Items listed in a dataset
____

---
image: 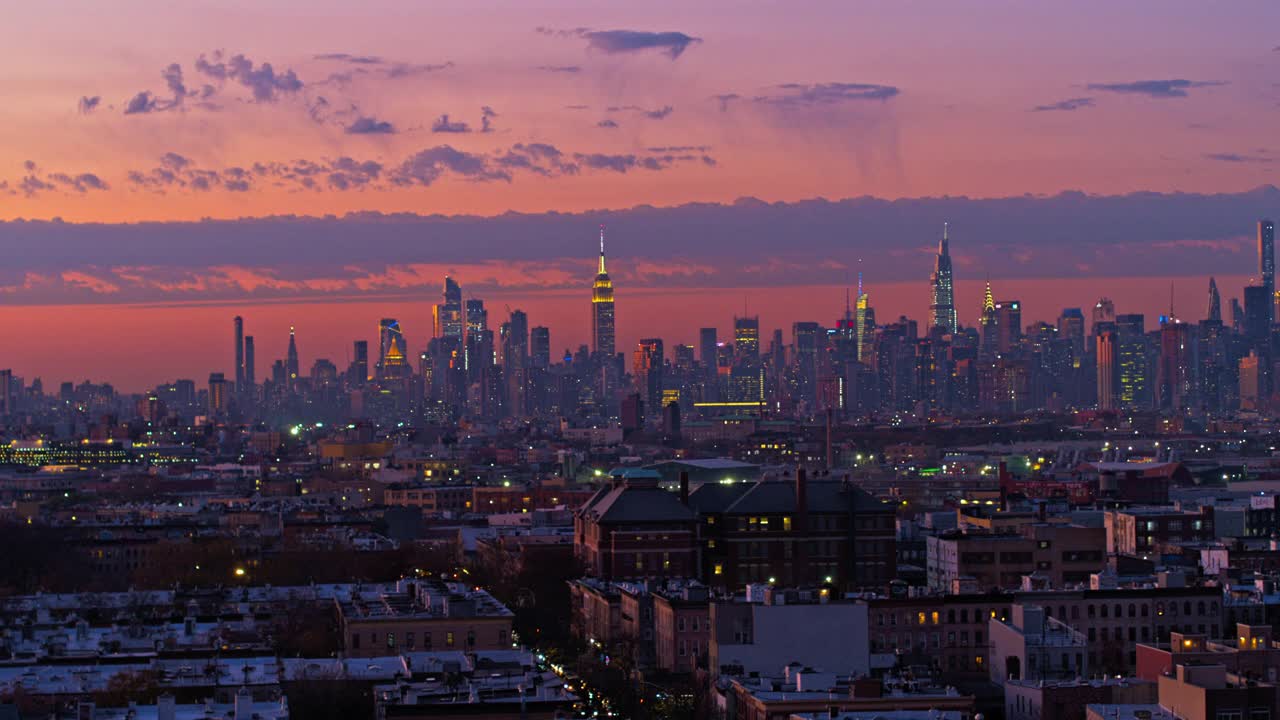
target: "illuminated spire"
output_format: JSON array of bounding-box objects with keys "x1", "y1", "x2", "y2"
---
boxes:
[{"x1": 596, "y1": 225, "x2": 607, "y2": 275}]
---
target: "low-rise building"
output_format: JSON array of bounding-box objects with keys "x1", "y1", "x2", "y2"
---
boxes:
[{"x1": 337, "y1": 580, "x2": 513, "y2": 657}]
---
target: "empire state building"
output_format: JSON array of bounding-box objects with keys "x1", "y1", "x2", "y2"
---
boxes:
[
  {"x1": 591, "y1": 225, "x2": 614, "y2": 357},
  {"x1": 929, "y1": 223, "x2": 957, "y2": 333}
]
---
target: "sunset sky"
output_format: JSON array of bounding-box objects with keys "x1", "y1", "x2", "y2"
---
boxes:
[{"x1": 0, "y1": 0, "x2": 1280, "y2": 389}]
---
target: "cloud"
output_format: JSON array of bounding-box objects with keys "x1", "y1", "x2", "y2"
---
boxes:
[
  {"x1": 10, "y1": 160, "x2": 111, "y2": 197},
  {"x1": 535, "y1": 27, "x2": 703, "y2": 60},
  {"x1": 390, "y1": 145, "x2": 511, "y2": 187},
  {"x1": 494, "y1": 142, "x2": 580, "y2": 177},
  {"x1": 582, "y1": 29, "x2": 701, "y2": 60},
  {"x1": 712, "y1": 92, "x2": 742, "y2": 113},
  {"x1": 573, "y1": 152, "x2": 716, "y2": 173},
  {"x1": 346, "y1": 115, "x2": 396, "y2": 135},
  {"x1": 0, "y1": 184, "x2": 1280, "y2": 308},
  {"x1": 383, "y1": 60, "x2": 454, "y2": 79},
  {"x1": 431, "y1": 113, "x2": 471, "y2": 133},
  {"x1": 124, "y1": 90, "x2": 160, "y2": 115},
  {"x1": 311, "y1": 53, "x2": 385, "y2": 65},
  {"x1": 196, "y1": 51, "x2": 303, "y2": 102},
  {"x1": 604, "y1": 105, "x2": 676, "y2": 120},
  {"x1": 753, "y1": 82, "x2": 901, "y2": 108},
  {"x1": 1085, "y1": 79, "x2": 1226, "y2": 99},
  {"x1": 1204, "y1": 150, "x2": 1275, "y2": 164},
  {"x1": 1030, "y1": 97, "x2": 1094, "y2": 113}
]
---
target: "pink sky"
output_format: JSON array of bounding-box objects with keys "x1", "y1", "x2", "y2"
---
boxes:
[{"x1": 0, "y1": 0, "x2": 1280, "y2": 389}]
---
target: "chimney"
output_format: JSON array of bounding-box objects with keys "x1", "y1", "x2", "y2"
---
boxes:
[
  {"x1": 795, "y1": 468, "x2": 809, "y2": 535},
  {"x1": 232, "y1": 687, "x2": 253, "y2": 720},
  {"x1": 156, "y1": 694, "x2": 178, "y2": 720}
]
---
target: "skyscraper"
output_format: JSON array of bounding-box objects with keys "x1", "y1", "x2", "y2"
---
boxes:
[
  {"x1": 929, "y1": 223, "x2": 956, "y2": 333},
  {"x1": 234, "y1": 315, "x2": 244, "y2": 392},
  {"x1": 529, "y1": 325, "x2": 552, "y2": 369},
  {"x1": 0, "y1": 370, "x2": 13, "y2": 416},
  {"x1": 978, "y1": 278, "x2": 1000, "y2": 357},
  {"x1": 347, "y1": 340, "x2": 369, "y2": 387},
  {"x1": 698, "y1": 328, "x2": 717, "y2": 375},
  {"x1": 209, "y1": 373, "x2": 229, "y2": 418},
  {"x1": 854, "y1": 273, "x2": 875, "y2": 363},
  {"x1": 433, "y1": 275, "x2": 462, "y2": 343},
  {"x1": 631, "y1": 337, "x2": 664, "y2": 413},
  {"x1": 284, "y1": 325, "x2": 298, "y2": 383},
  {"x1": 996, "y1": 300, "x2": 1023, "y2": 354},
  {"x1": 733, "y1": 315, "x2": 760, "y2": 363},
  {"x1": 591, "y1": 225, "x2": 614, "y2": 357},
  {"x1": 502, "y1": 310, "x2": 529, "y2": 370},
  {"x1": 1258, "y1": 219, "x2": 1276, "y2": 295},
  {"x1": 1204, "y1": 277, "x2": 1222, "y2": 325},
  {"x1": 378, "y1": 318, "x2": 407, "y2": 377},
  {"x1": 244, "y1": 336, "x2": 257, "y2": 391}
]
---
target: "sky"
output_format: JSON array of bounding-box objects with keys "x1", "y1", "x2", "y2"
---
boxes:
[{"x1": 0, "y1": 0, "x2": 1280, "y2": 389}]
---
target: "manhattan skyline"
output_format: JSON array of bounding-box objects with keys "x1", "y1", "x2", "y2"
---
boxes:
[{"x1": 0, "y1": 0, "x2": 1280, "y2": 389}]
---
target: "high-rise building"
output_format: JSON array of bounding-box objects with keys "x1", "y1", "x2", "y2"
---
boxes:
[
  {"x1": 854, "y1": 273, "x2": 875, "y2": 363},
  {"x1": 631, "y1": 337, "x2": 664, "y2": 413},
  {"x1": 529, "y1": 325, "x2": 552, "y2": 369},
  {"x1": 698, "y1": 328, "x2": 717, "y2": 375},
  {"x1": 591, "y1": 225, "x2": 616, "y2": 357},
  {"x1": 1093, "y1": 323, "x2": 1119, "y2": 410},
  {"x1": 1093, "y1": 297, "x2": 1116, "y2": 334},
  {"x1": 929, "y1": 223, "x2": 957, "y2": 333},
  {"x1": 1258, "y1": 219, "x2": 1276, "y2": 293},
  {"x1": 1204, "y1": 277, "x2": 1222, "y2": 325},
  {"x1": 502, "y1": 310, "x2": 529, "y2": 370},
  {"x1": 996, "y1": 300, "x2": 1023, "y2": 354},
  {"x1": 284, "y1": 325, "x2": 298, "y2": 383},
  {"x1": 433, "y1": 275, "x2": 462, "y2": 345},
  {"x1": 378, "y1": 318, "x2": 408, "y2": 377},
  {"x1": 209, "y1": 373, "x2": 230, "y2": 418},
  {"x1": 1121, "y1": 313, "x2": 1151, "y2": 409},
  {"x1": 978, "y1": 279, "x2": 1000, "y2": 357},
  {"x1": 733, "y1": 315, "x2": 760, "y2": 363},
  {"x1": 234, "y1": 315, "x2": 244, "y2": 392},
  {"x1": 0, "y1": 370, "x2": 14, "y2": 418},
  {"x1": 1057, "y1": 307, "x2": 1084, "y2": 357},
  {"x1": 1157, "y1": 311, "x2": 1193, "y2": 411},
  {"x1": 347, "y1": 340, "x2": 369, "y2": 387},
  {"x1": 244, "y1": 334, "x2": 257, "y2": 391},
  {"x1": 1244, "y1": 284, "x2": 1272, "y2": 345}
]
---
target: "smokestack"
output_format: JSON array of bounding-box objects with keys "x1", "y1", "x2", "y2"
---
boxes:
[
  {"x1": 795, "y1": 468, "x2": 809, "y2": 535},
  {"x1": 827, "y1": 407, "x2": 833, "y2": 473}
]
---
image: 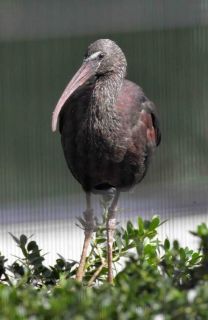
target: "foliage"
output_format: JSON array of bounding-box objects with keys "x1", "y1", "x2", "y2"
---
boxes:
[{"x1": 0, "y1": 215, "x2": 208, "y2": 320}]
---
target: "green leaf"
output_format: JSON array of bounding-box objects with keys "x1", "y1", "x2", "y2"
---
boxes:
[
  {"x1": 149, "y1": 216, "x2": 160, "y2": 230},
  {"x1": 164, "y1": 239, "x2": 170, "y2": 251},
  {"x1": 138, "y1": 217, "x2": 144, "y2": 233},
  {"x1": 20, "y1": 234, "x2": 27, "y2": 247},
  {"x1": 27, "y1": 241, "x2": 38, "y2": 251}
]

____

- [INSTRUCTIONS FOR THE TASK]:
State how many lines of the material above contain the string "rise", treating letter case as significant. Reply with the number alone.

- [ANSWER TO THE PROBLEM]:
2